***** Text

Customers, who have been known to get cranky if the tangy, honey-mustard concoction with a hint of barbecue sauce isn't available, have called it everything from "that special sauce" to "Mr. Fleming's sauce."
Now they'll have to ask for it by its official title. Atlanta-based Chick-fil-A has turned the creation, which had been available only in the Fredericksburg area, into its Chick-fil-A sauce.
Part of the chain's rollout of new products nationwide, it comes in foil-topped dipping-sauce containers paired with revamped chicken strips and in 8-ounce containers packaged with chicken-strip party platters. It's also available separately.
"To have the Chick-fil-A name on something I created is really flattering," said Fleming. "I can't tell you how much I think of this company. They're tops on the list of companies to work for and do business with."
He gave the recipe, which includes Chick-fil-A coleslaw sauce, to the company in appreciation for all the help it has given him and his family since he started his first store 28 years ago in what is now Spotsylvania Towne Centre.
"I could never have developed it without being under the Chick-fil-A roof," said Fleming, who retired in February. "It was, as far as I was concerned, a shared credit as far as making it successful. It was my way of paying the company back."
Chick-fil-A has had its eye on Fleming's sauce for years, largely because local customers would ask for it at the company's other restaurants and be disappointed because it wasn't available.
"We heard those stories and said, 'Hey, it's obvious they're on to something,'" said company spokesman Mark Baldwin.
Chick-fil-A's first stab at commercializing Fleming's handmade sauce four years ago, however, didn't turn out like the original. Called Honey Roasted BBQ Sauce, it was tweaked and made thicker so it would stay on the chain's char-gilled chicken sandwiches.
"We knew immediately that it wasn't close enough for people to be happy about it," said Todd Fleming, Hugh's son and owner of the Chick-fil-A in Central Park. "It's not a bad substitute, but it's not the same thing."

**********
***** Dataset extract

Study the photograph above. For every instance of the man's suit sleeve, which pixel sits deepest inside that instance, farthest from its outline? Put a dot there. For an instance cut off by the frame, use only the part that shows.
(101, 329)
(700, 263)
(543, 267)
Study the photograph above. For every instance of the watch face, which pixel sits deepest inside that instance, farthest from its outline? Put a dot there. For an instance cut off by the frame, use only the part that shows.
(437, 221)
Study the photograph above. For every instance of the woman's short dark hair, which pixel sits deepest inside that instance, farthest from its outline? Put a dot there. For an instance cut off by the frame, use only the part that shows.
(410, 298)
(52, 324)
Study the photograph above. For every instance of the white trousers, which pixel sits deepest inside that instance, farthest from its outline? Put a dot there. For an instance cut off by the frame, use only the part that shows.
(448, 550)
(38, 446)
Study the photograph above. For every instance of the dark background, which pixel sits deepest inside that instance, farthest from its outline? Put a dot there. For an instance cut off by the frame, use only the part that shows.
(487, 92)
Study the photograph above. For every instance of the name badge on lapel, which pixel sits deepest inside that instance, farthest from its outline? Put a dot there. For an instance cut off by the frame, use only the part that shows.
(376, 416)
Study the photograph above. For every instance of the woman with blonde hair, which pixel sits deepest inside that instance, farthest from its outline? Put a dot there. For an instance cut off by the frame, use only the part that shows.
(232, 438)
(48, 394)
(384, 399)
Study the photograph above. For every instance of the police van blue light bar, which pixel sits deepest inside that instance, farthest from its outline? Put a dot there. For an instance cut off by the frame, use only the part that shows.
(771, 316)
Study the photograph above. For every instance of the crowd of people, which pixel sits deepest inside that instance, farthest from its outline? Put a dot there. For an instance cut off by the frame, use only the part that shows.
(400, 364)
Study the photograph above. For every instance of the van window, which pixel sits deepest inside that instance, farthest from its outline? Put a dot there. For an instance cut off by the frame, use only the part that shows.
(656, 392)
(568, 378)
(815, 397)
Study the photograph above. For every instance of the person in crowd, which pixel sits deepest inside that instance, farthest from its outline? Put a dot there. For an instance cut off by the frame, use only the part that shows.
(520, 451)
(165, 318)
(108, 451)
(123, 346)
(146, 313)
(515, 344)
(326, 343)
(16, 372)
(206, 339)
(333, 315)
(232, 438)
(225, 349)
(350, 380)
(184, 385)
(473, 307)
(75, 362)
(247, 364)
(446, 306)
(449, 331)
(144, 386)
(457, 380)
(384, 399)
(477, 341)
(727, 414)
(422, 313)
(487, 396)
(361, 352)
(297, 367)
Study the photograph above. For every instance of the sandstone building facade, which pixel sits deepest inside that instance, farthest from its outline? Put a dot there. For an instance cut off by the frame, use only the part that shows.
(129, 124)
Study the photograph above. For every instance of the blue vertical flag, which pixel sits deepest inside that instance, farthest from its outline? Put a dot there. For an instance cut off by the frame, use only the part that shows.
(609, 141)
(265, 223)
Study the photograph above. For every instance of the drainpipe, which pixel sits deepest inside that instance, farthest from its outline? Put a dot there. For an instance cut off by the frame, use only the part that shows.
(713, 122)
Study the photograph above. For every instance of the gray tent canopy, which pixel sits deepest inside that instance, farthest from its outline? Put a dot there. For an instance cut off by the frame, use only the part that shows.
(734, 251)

**********

- _Problem set_:
1. Translate this sentence from the Chick-fil-A sauce article into Spanish: "Now they'll have to ask for it by its official title."
2. Answer these questions from the Chick-fil-A sauce article:
(a) How many years ago did Fleming start his first store?
(b) What was the chain's first attempt at the sauce called?
(c) Which restaurant does Todd Fleming own?

- _Solutions to the exercise_:
1. Ahora tendrán que pedirla por su nombre oficial.

2.
(a) 28 years ago.
(b) Honey Roasted BBQ Sauce.
(c) The Chick-fil-A in Central Park.